• EXERCICE COURT
D'après l'extrait consacré au traité de Lisbonne, quels pays bénéficient d'une dérogation quant à l'application de la Charte des droits fondamentaux de l'Union ?

Le traité de Lisbonne n’est toutefois pas qu’une reprise, les symboles en moins, des avancées institutionnelles que portait le traité rejeté en 2005. Il convient d’examiner les autres modifications apportées par le traité de Lisbonne aux traités existants, en les séparant des premières, du fait de leur spécificité.

B) Les autres modifications apportées aux traités existants

Certaines modifications, issues du traité constitutionnel, ne peuvent pas être considérées comme des avancées préservées car elles ont été dénaturées :

  • La Charte des droits fondamentaux de l’Union a désormais une force juridique contraignante. Toutefois, les traités n’y font que référence. Son contenu ne figure pas in extenso dans les traités. Il s’agit d’un recul car la Charte, solennellement proclamée à Nice le 7 décembre 2000, constituait la seconde partie du traité constitutionnel. Qui plus est, et c’est là, au-delà du symbole, la véritable dénaturation de cette innovation du traité constitutionnel, le Royaume Uni et la Pologne bénéficient d’une dérogation quant à son application [21]. La Charte des droits fondamentaux de l’Union ne constitue plus le socle de référence des valeurs communes des pays membres de l’Union européenne comme elle avait vocation à l’être.
  • Les traités font référence à la jurisprudence reconnaissant la primauté du droit européen sur le droit national. La primauté du droit européen sur le droit national fait l’objet d’une déclaration renvoyant à la jurisprudence de la Cour de Justice des Communautés Européennes (CJCE) [22]. Elle n’est donc pas affirmée dans les traités contrairement à ce que prévoyait le traité constitutionnel.

D’autres modifications sont inédites au sens où elles rompent avec la logique traditionnelle de la construction européenne qui a toujours visée à rendre irréversible le moindre progrès dans l’intégration [23] :

  • Les traités peuvent être révisés afin de réduire les compétences attribuées à l’Union européenne. La nouvelle formulation de l’article 48 TUE inscrit explicitement dans les traités la possible réversibilité des compétences de l’Union.
  • Un pays peut désormais se retirer volontairement de l’Union européenne [24]. La clause de retrait figurait dans le traité constitutionnel. Elle est reprise à l’identique. Le fait de l’avoir conservée et d’y adjoindre la possible réversibilité des compétences de l’Union est révélateur des craintes de certains pays vis-à-vis d’un approfondissement de l’intégration européenne.

Une autre modification correspond au seul élément du préambule du traité constitutionnel repris par le traité de Lisbonne.

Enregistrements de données
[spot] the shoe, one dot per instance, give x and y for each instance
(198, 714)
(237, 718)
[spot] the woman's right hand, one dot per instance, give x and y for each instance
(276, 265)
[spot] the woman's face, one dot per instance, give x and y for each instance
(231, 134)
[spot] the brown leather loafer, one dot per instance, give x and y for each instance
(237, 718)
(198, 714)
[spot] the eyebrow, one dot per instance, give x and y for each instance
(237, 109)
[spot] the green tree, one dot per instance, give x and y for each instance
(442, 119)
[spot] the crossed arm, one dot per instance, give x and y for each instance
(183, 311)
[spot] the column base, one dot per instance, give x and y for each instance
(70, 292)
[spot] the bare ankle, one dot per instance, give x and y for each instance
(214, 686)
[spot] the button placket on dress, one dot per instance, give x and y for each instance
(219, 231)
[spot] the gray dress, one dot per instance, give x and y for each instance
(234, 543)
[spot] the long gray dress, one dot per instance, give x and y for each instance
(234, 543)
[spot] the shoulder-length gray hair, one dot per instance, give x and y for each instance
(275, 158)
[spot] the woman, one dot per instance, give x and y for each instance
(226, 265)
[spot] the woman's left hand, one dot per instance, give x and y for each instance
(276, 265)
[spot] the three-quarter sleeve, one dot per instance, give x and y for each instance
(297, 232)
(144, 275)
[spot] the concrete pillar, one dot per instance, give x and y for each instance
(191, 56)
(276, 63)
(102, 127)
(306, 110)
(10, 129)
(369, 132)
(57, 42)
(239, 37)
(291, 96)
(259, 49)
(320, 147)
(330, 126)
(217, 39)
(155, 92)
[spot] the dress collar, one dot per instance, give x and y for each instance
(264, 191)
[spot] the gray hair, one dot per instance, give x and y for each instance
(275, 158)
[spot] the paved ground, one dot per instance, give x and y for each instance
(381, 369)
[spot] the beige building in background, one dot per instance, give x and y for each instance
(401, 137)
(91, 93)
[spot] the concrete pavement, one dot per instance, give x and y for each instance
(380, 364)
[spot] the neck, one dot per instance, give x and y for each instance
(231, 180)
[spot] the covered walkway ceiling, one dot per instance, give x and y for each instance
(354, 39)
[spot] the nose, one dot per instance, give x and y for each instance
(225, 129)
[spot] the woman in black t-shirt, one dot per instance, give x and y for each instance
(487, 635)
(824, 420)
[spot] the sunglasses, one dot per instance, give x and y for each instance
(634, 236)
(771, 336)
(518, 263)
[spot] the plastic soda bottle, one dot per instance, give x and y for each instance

• SOLUTION RÉDIGÉE
Le Royaume Uni et la Pologne.